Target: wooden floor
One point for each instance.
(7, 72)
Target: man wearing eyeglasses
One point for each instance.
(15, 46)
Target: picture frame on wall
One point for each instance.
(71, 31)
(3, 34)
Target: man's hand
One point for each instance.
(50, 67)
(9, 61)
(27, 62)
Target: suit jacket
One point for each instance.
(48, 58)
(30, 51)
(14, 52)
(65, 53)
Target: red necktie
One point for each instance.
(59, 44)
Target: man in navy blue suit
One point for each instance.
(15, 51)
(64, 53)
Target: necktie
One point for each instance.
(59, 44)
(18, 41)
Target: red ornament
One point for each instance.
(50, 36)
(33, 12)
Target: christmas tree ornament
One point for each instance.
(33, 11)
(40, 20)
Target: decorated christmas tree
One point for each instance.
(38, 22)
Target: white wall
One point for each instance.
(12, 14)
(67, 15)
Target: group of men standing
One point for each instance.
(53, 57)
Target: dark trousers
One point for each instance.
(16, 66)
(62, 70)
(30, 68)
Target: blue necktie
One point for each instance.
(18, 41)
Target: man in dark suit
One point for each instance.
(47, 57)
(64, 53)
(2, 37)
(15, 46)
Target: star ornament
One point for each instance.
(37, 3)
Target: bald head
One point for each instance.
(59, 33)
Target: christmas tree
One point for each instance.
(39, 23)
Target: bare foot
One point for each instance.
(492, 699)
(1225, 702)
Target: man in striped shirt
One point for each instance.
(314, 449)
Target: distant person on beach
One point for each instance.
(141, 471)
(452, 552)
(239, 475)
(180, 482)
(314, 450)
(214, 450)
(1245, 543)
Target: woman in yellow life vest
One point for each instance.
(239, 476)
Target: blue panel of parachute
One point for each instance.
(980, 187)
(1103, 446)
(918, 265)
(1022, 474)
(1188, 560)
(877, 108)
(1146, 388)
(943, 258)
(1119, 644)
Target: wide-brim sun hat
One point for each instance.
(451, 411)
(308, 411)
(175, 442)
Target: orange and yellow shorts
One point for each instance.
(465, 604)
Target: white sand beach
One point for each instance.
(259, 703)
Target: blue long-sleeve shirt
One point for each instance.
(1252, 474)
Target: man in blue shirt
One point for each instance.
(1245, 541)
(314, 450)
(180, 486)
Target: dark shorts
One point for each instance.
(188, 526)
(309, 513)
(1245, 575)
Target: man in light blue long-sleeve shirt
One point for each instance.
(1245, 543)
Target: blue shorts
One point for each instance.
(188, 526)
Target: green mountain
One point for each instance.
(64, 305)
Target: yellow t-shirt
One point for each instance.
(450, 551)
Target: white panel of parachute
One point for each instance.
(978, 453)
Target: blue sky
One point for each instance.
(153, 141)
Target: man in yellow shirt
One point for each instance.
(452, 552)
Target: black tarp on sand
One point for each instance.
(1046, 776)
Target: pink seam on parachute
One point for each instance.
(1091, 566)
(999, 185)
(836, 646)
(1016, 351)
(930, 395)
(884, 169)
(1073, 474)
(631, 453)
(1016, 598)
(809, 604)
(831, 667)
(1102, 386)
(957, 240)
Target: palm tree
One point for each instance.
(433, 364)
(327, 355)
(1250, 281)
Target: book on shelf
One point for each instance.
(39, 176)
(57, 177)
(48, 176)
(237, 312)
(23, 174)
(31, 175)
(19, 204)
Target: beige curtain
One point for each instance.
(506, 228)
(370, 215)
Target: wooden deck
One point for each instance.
★ ★ ★ ★
* _WHAT IS REQUIRED_:
Please return all of the entries above word for word, with every line left unchanged and in its original order.

* _REPLY TO THE TASK_:
Target: wooden floor
One point for each instance.
(7, 72)
Target: man wearing eyeglasses
One point for each instance.
(15, 46)
Target: picture frame on wall
One point for each instance.
(71, 31)
(3, 34)
Target: man's hand
One point for each instance.
(50, 67)
(9, 61)
(27, 62)
Target: suit jacket
One point for each instance.
(48, 58)
(30, 51)
(14, 52)
(65, 53)
Target: red necktie
One point for each instance.
(59, 44)
Target: man in navy blue suit
One point for each instance.
(15, 51)
(64, 53)
Target: necktie
One point for each instance.
(59, 44)
(18, 41)
Target: red ornament
One point for each instance.
(50, 36)
(33, 12)
Target: christmas tree ornament
One point for each instance.
(33, 11)
(40, 20)
Target: decorated christmas tree
One point for each instance.
(38, 22)
Target: white wall
One point for each instance.
(12, 14)
(67, 15)
Target: group of men standing
One point for each instance.
(53, 57)
Target: dark trousers
One point for each instance.
(16, 66)
(62, 70)
(30, 68)
Target: blue necktie
One point for each instance.
(18, 41)
Target: man in dark suit
One point for each instance.
(47, 57)
(64, 53)
(2, 37)
(15, 46)
Target: star ornament
One point for each instance.
(37, 3)
Target: bald head
One point for each instance.
(59, 33)
Target: christmas tree
One point for each instance.
(39, 23)
Target: bare foot
One point for each instance.
(492, 699)
(1225, 702)
Target: man in striped shirt
One point for each instance.
(314, 449)
Target: distant person on beach
One point for each instance.
(141, 471)
(452, 552)
(239, 475)
(180, 482)
(314, 450)
(214, 450)
(1245, 543)
Target: woman in yellow life vest
One point for each instance.
(239, 476)
Target: blue panel of parachute
One point for each instance.
(980, 187)
(1103, 446)
(918, 265)
(1022, 474)
(1188, 560)
(877, 108)
(1146, 388)
(943, 258)
(1119, 644)
Target: wide-brim sun hat
One point for each instance.
(451, 411)
(308, 411)
(175, 442)
Target: orange and yellow shorts
One point for each instance.
(465, 604)
Target: white sand beach
One point for each instance.
(259, 703)
Target: blue long-sleeve shirt
One point for each instance.
(1252, 474)
Target: man in blue shirt
One point for each instance.
(1245, 541)
(314, 450)
(180, 486)
Target: dark shorts
One point for each instance.
(188, 526)
(309, 513)
(1245, 575)
Target: man in light blue long-sleeve shirt
One point for each instance.
(1245, 543)
Target: blue shorts
One point for each instance.
(188, 526)
Target: green mountain
One point for each instance.
(64, 305)
Target: yellow t-shirt
One point for each instance.
(450, 551)
Target: white panel of parachute
One point for each instance.
(978, 453)
Target: blue sky
One point for each instance.
(153, 141)
Target: man in yellow shirt
One point for each instance.
(452, 552)
Target: black tarp on sand
One point for each instance.
(1046, 776)
Target: pink seam on parachute
One point for each instance.
(1091, 566)
(999, 185)
(836, 646)
(1016, 351)
(930, 395)
(884, 169)
(1073, 474)
(631, 453)
(1016, 598)
(809, 604)
(831, 667)
(1102, 386)
(957, 240)
Target: palm tree
One point for each instance.
(433, 364)
(327, 355)
(1250, 281)
Target: book on shelf
One point for each instance.
(39, 176)
(57, 177)
(48, 176)
(237, 312)
(23, 174)
(31, 175)
(19, 204)
Target: beige curtain
One point for each instance.
(506, 228)
(370, 215)
Target: wooden deck
One point for each instance.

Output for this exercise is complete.